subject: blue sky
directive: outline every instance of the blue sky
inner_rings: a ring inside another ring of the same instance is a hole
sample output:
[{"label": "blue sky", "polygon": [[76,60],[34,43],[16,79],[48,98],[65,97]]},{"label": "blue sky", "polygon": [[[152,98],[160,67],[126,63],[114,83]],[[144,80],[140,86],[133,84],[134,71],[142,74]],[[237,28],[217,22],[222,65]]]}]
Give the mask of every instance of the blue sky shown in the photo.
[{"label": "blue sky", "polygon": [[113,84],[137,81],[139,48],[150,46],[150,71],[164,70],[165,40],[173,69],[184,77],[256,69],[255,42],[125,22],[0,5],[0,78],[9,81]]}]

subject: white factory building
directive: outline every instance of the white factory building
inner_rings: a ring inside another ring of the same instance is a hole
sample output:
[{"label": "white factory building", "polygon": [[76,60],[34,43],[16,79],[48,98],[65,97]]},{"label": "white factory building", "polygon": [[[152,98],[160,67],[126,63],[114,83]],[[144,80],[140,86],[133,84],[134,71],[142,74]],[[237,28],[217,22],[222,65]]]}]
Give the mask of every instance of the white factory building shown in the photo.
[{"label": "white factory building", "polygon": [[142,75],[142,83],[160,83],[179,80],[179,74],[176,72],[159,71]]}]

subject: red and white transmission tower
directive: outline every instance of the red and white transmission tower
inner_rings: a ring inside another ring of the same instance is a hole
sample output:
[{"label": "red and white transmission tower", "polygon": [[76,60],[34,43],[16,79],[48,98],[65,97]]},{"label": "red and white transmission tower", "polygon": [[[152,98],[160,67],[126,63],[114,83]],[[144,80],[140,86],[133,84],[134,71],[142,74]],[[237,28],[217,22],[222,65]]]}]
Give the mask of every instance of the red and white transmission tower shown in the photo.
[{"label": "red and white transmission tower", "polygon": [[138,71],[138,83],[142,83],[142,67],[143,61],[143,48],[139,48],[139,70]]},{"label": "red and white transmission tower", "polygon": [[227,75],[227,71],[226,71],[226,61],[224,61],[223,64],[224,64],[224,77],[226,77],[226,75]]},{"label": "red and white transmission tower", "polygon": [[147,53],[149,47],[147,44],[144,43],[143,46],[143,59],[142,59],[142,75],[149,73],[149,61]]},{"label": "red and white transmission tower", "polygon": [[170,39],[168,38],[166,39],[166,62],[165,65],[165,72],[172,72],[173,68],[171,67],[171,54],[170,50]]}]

■ **Exercise requirements**:
Retype the listing. Match it exactly.

■ **Result below**:
subject: blue sky
directive: outline every instance of the blue sky
inner_rings: a ring inside another ring of the same instance is a hole
sample output:
[{"label": "blue sky", "polygon": [[76,60],[34,43],[16,79],[48,98],[65,97]]},{"label": "blue sky", "polygon": [[[152,98],[160,67],[126,63],[114,83]],[[144,80],[140,86],[133,84],[134,71],[142,74]],[[237,28],[217,22],[222,65]]]}]
Give the mask of every instance of the blue sky shown in the photo.
[{"label": "blue sky", "polygon": [[113,84],[137,81],[139,48],[150,46],[150,71],[164,70],[165,40],[173,69],[184,77],[256,69],[255,42],[125,22],[0,5],[0,78],[9,81]]}]

subject: white factory building
directive: outline every instance of the white factory building
inner_rings: a ring inside another ring of the same instance is a hole
sample output:
[{"label": "white factory building", "polygon": [[76,60],[34,43],[16,79],[48,98],[65,97]]},{"label": "white factory building", "polygon": [[[152,98],[160,67],[126,63],[114,83]],[[144,80],[140,86],[133,84],[134,71],[142,74]],[[237,28],[217,22],[222,65]]]}]
Give the mask of every instance of the white factory building shown in the photo.
[{"label": "white factory building", "polygon": [[142,75],[142,83],[160,83],[179,80],[179,74],[176,72],[159,71]]}]

subject: red and white transmission tower
directive: outline every instance of the red and white transmission tower
inner_rings: a ring inside another ring of the same instance is a hole
sample output:
[{"label": "red and white transmission tower", "polygon": [[76,60],[34,43],[16,79],[48,98],[65,97]]},{"label": "red and white transmission tower", "polygon": [[[152,98],[160,67],[126,63],[114,83]],[[144,80],[140,86],[133,84],[134,71],[142,74]],[[237,28],[217,22],[222,65]]]}]
Give the mask of every instance of the red and white transmission tower shown in the photo.
[{"label": "red and white transmission tower", "polygon": [[138,71],[138,83],[142,83],[142,67],[143,61],[143,48],[139,48],[139,70]]},{"label": "red and white transmission tower", "polygon": [[227,75],[227,71],[226,71],[226,61],[224,61],[223,64],[224,64],[224,77],[226,77],[226,75]]},{"label": "red and white transmission tower", "polygon": [[147,53],[149,47],[147,44],[144,43],[143,46],[143,59],[142,59],[142,75],[149,73],[149,61]]},{"label": "red and white transmission tower", "polygon": [[170,39],[168,38],[166,39],[166,62],[165,65],[165,72],[172,72],[173,68],[171,67],[171,54],[170,50]]}]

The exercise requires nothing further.